#### [Task requirements]
Report every line of the data where the string "green" appears.
** Provided data follows **
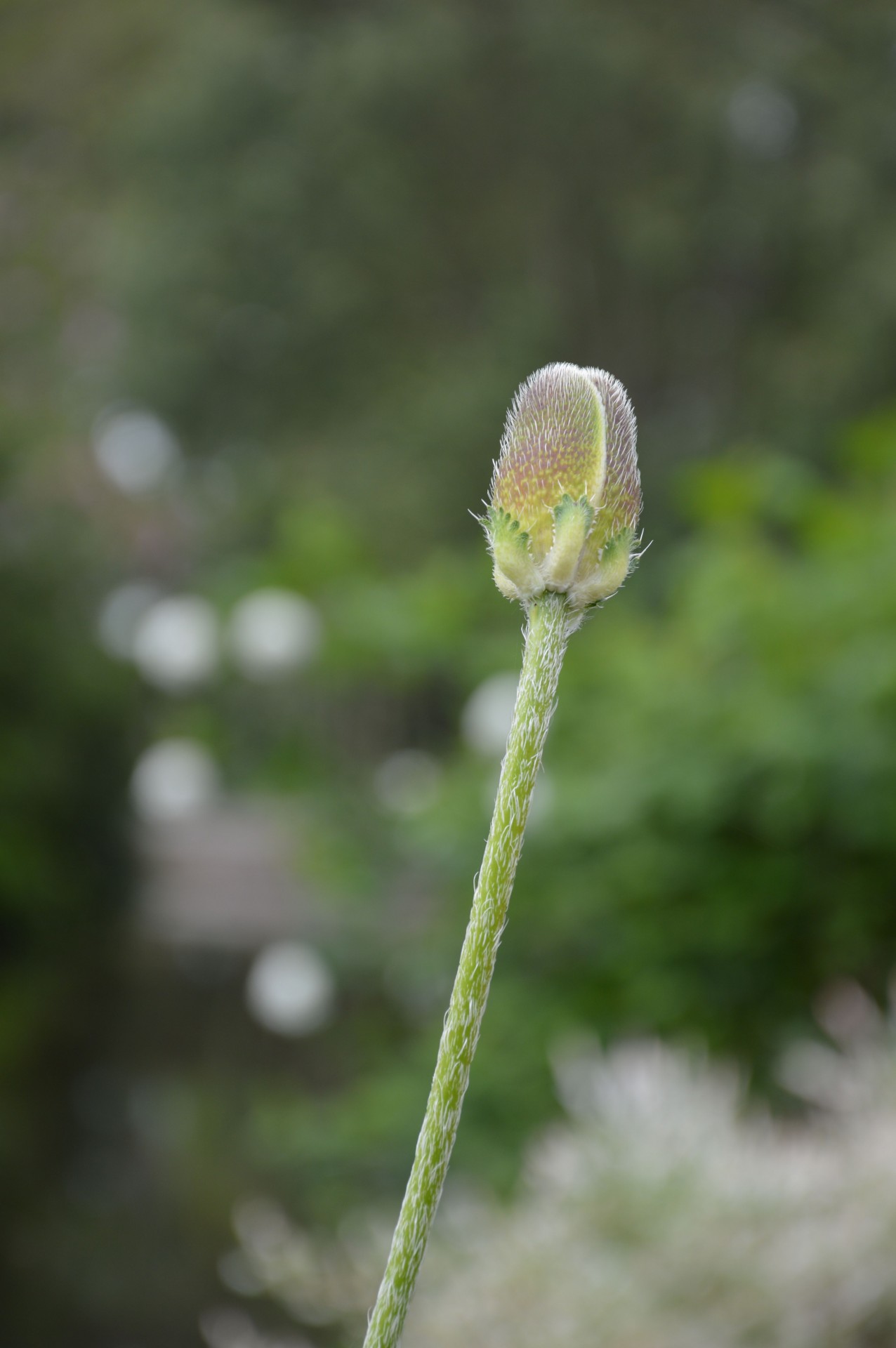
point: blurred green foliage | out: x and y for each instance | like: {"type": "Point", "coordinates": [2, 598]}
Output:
** End of Provided data **
** Provided data follows **
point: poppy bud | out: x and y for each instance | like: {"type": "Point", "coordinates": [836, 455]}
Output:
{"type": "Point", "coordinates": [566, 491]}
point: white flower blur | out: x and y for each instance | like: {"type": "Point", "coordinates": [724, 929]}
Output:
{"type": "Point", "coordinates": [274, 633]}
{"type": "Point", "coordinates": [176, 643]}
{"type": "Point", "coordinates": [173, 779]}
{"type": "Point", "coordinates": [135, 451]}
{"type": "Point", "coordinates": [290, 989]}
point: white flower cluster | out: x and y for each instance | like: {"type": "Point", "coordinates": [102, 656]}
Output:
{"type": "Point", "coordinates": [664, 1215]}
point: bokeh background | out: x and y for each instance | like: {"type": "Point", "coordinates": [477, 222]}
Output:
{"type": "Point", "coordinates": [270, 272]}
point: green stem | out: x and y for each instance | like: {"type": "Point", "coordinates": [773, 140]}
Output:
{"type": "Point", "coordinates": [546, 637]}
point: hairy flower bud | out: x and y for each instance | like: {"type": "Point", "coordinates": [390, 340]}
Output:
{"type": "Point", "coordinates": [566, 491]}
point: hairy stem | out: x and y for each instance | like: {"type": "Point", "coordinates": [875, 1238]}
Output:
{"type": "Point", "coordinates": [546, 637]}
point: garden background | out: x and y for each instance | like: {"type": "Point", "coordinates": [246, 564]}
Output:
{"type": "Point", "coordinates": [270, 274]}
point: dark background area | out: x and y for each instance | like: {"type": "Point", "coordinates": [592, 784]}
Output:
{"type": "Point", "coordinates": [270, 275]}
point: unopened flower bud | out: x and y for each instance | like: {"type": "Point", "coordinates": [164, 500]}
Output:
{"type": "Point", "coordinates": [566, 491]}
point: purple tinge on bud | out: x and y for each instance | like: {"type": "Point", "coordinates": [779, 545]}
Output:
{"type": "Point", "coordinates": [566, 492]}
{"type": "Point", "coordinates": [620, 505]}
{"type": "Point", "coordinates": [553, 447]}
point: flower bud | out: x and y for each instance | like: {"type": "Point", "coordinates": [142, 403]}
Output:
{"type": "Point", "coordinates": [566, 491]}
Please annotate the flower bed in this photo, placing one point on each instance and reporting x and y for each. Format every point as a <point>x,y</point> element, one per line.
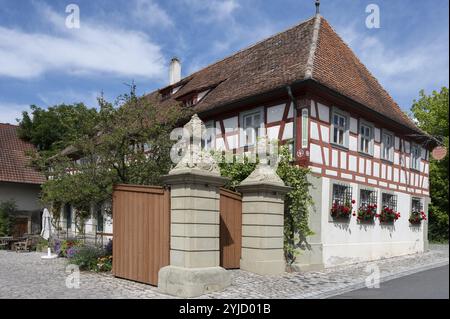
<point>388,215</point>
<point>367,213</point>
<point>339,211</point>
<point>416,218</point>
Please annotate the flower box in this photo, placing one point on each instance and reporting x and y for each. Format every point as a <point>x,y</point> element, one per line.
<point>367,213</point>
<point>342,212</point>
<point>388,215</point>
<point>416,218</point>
** End of Provided data **
#### [Answer for the task]
point: blurred green foliage | out: x and y for each instance | like: {"type": "Point", "coordinates": [2, 598]}
point: green stem | out: x and y for each instance | like: {"type": "Point", "coordinates": [773, 140]}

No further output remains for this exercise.